(Stored data)

______

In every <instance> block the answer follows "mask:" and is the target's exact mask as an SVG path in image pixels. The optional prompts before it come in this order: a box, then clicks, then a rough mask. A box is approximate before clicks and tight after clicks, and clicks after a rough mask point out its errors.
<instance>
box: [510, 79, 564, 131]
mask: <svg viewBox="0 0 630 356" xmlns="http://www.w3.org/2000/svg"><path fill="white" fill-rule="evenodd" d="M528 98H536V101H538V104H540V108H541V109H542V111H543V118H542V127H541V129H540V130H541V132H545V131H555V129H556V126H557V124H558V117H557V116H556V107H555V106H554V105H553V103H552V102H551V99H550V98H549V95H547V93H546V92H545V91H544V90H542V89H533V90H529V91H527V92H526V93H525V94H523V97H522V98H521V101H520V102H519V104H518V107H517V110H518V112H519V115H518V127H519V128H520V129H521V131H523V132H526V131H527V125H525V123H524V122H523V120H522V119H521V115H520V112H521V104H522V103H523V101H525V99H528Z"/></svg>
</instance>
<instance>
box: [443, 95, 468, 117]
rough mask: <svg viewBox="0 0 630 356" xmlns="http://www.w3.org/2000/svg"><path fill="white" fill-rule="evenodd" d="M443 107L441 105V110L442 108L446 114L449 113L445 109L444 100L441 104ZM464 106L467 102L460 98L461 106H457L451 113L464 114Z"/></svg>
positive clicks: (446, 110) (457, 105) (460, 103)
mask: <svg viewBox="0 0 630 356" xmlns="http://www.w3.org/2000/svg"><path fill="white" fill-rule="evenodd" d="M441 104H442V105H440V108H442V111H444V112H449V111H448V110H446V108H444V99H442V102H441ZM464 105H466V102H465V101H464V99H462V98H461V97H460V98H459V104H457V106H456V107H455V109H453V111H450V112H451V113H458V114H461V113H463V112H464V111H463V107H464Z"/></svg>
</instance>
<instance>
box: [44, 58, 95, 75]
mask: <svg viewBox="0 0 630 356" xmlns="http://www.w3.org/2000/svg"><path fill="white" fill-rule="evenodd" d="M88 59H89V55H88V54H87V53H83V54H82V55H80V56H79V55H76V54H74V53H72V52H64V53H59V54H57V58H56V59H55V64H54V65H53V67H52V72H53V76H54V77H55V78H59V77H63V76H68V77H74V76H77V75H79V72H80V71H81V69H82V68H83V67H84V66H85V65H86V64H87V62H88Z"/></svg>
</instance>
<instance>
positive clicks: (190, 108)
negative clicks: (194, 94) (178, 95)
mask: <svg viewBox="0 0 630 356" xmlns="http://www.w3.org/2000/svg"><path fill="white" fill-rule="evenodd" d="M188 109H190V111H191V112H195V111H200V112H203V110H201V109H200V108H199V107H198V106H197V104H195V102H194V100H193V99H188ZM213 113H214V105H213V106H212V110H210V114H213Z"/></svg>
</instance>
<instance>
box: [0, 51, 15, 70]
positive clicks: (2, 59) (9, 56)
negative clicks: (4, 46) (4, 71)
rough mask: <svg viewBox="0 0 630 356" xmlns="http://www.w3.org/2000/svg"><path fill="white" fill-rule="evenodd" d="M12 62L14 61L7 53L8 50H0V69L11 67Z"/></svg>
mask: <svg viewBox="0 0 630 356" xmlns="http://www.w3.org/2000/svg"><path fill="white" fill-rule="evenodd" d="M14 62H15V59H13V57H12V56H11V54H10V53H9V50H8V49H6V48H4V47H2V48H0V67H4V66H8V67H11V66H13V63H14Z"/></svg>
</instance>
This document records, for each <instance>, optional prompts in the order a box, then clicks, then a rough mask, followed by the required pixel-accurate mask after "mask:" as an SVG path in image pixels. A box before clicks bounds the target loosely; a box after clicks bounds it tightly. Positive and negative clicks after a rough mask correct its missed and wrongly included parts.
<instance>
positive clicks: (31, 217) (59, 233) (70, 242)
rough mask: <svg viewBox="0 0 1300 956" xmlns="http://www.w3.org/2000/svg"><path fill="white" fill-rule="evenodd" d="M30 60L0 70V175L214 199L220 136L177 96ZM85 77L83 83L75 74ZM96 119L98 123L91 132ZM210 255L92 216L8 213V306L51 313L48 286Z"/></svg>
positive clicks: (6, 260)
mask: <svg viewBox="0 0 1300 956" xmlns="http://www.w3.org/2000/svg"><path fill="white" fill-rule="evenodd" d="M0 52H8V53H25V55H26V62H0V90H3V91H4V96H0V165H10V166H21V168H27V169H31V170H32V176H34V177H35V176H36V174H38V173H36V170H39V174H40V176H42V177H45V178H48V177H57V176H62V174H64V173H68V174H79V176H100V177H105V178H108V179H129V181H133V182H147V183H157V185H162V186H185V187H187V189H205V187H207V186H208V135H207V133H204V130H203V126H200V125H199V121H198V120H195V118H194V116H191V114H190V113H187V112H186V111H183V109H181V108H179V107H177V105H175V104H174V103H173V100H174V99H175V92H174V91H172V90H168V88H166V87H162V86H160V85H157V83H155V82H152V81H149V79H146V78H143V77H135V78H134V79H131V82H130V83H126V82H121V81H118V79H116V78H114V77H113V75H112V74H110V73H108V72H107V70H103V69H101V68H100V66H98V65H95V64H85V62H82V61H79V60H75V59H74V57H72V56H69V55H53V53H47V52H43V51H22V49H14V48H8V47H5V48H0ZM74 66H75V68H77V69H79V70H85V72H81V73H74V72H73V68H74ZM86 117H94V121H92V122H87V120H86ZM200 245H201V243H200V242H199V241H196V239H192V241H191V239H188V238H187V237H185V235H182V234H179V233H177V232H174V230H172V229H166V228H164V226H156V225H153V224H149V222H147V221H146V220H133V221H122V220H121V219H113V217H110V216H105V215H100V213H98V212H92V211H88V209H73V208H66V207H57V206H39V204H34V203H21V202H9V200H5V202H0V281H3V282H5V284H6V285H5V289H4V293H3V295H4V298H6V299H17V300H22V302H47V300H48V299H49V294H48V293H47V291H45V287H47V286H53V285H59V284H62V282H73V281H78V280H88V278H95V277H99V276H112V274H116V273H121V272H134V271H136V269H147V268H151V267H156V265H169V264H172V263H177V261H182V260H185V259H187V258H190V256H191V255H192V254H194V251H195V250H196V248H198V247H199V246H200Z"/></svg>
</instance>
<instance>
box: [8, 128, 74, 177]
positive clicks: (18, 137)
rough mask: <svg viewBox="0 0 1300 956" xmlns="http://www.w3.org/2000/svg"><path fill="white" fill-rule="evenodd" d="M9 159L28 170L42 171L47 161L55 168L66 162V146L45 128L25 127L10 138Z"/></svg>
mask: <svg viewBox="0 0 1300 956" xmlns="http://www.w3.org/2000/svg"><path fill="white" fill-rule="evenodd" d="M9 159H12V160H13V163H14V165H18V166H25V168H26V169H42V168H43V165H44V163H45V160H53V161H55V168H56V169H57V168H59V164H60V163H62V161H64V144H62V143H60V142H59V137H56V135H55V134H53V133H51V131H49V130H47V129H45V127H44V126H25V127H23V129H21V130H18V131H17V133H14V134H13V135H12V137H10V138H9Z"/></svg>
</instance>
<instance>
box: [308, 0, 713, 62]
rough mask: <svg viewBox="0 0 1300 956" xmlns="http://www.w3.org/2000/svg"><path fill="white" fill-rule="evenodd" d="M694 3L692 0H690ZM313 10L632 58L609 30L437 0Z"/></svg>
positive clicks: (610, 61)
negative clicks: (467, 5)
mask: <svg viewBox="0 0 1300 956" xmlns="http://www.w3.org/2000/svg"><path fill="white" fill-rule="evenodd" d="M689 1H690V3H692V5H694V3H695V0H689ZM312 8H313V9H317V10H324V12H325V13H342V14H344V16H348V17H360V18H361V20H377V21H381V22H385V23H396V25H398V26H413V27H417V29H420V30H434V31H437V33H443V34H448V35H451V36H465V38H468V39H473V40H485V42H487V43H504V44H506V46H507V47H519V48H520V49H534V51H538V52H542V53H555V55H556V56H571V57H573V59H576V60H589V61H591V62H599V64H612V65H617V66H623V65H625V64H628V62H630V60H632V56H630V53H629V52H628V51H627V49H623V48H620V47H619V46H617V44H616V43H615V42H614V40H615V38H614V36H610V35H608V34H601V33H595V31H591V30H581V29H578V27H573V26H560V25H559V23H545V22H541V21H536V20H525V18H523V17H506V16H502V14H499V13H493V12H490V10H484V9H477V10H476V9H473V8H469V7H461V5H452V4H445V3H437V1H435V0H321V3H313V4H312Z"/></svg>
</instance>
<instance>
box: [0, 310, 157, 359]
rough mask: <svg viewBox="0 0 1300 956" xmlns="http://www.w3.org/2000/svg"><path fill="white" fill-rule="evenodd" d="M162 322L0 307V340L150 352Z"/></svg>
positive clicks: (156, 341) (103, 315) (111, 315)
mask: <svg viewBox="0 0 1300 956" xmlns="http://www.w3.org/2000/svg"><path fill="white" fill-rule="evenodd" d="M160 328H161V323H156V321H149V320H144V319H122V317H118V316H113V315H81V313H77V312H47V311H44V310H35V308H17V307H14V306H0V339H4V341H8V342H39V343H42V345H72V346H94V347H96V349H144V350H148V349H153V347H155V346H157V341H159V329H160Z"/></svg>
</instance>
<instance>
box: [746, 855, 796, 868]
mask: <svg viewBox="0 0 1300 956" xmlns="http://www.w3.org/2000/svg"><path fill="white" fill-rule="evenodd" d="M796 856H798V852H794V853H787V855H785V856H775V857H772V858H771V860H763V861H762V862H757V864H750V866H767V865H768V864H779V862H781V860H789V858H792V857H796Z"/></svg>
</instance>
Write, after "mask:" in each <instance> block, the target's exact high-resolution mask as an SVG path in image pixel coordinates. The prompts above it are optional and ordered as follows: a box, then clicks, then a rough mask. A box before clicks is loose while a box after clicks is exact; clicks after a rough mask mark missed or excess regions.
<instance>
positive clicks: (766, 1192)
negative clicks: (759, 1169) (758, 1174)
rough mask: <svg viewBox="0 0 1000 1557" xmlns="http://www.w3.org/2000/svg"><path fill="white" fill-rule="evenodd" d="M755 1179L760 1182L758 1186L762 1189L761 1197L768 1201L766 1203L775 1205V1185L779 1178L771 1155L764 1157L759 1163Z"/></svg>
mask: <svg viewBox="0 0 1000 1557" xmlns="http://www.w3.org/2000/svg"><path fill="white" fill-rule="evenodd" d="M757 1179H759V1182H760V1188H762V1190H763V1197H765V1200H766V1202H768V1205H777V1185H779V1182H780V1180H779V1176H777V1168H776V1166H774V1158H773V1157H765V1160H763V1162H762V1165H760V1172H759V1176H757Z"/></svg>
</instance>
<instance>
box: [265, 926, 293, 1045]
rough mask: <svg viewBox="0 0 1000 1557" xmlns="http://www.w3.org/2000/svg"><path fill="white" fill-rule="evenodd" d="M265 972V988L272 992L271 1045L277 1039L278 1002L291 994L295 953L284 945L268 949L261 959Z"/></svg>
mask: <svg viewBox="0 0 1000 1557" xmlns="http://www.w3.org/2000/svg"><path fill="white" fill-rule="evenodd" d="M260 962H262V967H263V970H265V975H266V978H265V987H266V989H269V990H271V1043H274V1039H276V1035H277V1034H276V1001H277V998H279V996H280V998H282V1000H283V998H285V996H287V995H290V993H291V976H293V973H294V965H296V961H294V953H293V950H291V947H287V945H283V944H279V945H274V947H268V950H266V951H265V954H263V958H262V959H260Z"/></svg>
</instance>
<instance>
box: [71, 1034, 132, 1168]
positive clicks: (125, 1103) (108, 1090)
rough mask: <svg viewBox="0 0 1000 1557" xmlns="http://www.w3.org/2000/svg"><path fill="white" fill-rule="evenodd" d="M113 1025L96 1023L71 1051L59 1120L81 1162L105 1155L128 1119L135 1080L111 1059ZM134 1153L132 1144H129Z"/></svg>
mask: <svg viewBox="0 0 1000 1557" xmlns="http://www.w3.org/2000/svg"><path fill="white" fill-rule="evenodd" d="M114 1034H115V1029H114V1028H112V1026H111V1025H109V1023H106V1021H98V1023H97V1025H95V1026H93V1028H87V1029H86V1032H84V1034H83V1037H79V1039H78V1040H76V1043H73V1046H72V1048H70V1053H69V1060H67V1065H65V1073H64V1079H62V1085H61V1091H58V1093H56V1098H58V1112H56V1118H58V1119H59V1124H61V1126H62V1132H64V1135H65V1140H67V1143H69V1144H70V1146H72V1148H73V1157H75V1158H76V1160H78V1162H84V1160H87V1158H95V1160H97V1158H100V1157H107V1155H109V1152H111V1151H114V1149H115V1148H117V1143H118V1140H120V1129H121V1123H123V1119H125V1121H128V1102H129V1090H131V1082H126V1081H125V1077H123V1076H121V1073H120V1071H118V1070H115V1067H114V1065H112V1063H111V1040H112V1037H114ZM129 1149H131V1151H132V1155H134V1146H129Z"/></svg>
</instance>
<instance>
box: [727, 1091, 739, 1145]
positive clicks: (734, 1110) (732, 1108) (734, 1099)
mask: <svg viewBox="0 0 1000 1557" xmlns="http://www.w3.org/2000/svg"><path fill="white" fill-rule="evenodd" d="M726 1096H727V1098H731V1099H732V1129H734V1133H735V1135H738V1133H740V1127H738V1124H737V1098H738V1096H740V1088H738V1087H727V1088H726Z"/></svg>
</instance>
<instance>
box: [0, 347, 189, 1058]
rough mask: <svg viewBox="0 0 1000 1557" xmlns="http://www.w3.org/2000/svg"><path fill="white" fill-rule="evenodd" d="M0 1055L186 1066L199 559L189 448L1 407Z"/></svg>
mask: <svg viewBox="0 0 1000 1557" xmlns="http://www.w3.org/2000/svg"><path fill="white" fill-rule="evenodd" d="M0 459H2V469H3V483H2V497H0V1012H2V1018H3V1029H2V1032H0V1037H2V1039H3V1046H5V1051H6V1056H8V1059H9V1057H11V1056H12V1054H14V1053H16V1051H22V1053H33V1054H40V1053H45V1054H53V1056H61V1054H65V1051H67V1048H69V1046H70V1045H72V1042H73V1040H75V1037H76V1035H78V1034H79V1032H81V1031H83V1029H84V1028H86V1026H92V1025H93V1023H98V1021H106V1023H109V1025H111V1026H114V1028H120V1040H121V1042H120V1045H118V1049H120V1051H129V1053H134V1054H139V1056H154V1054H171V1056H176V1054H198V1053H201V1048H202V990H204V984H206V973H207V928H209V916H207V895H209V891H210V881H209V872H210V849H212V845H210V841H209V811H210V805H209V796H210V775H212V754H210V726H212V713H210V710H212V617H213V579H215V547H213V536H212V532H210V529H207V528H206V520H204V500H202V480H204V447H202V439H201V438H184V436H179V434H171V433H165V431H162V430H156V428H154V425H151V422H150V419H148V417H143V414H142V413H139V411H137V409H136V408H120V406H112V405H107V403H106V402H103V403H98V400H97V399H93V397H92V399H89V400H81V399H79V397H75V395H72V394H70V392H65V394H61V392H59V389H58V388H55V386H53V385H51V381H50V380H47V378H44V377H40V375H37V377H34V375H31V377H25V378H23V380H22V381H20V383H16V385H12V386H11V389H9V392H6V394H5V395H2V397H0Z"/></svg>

______

Which lines above contain the string "pixels"? List each one in full.

## SOLUTION TO THE PROBLEM
In every <instance> block the answer follows "mask:" and is the target's exact mask as an SVG path in image pixels. The optional prompts before it come in this order: a box, then clicks, then a rough mask. A box is approximate before clicks and tight after clicks, and clicks after a rough mask point out its errors.
This document records, for each <instance>, optional prompts in the order a box, then clicks, then a rough mask, followed by the required pixel-accurate mask after "mask:" as an SVG path in image pixels. A box before clicks bounds the target loosely; a box after clicks bounds it tightly. Positive and negative clicks after a rough mask correct its missed and wrongly included parts.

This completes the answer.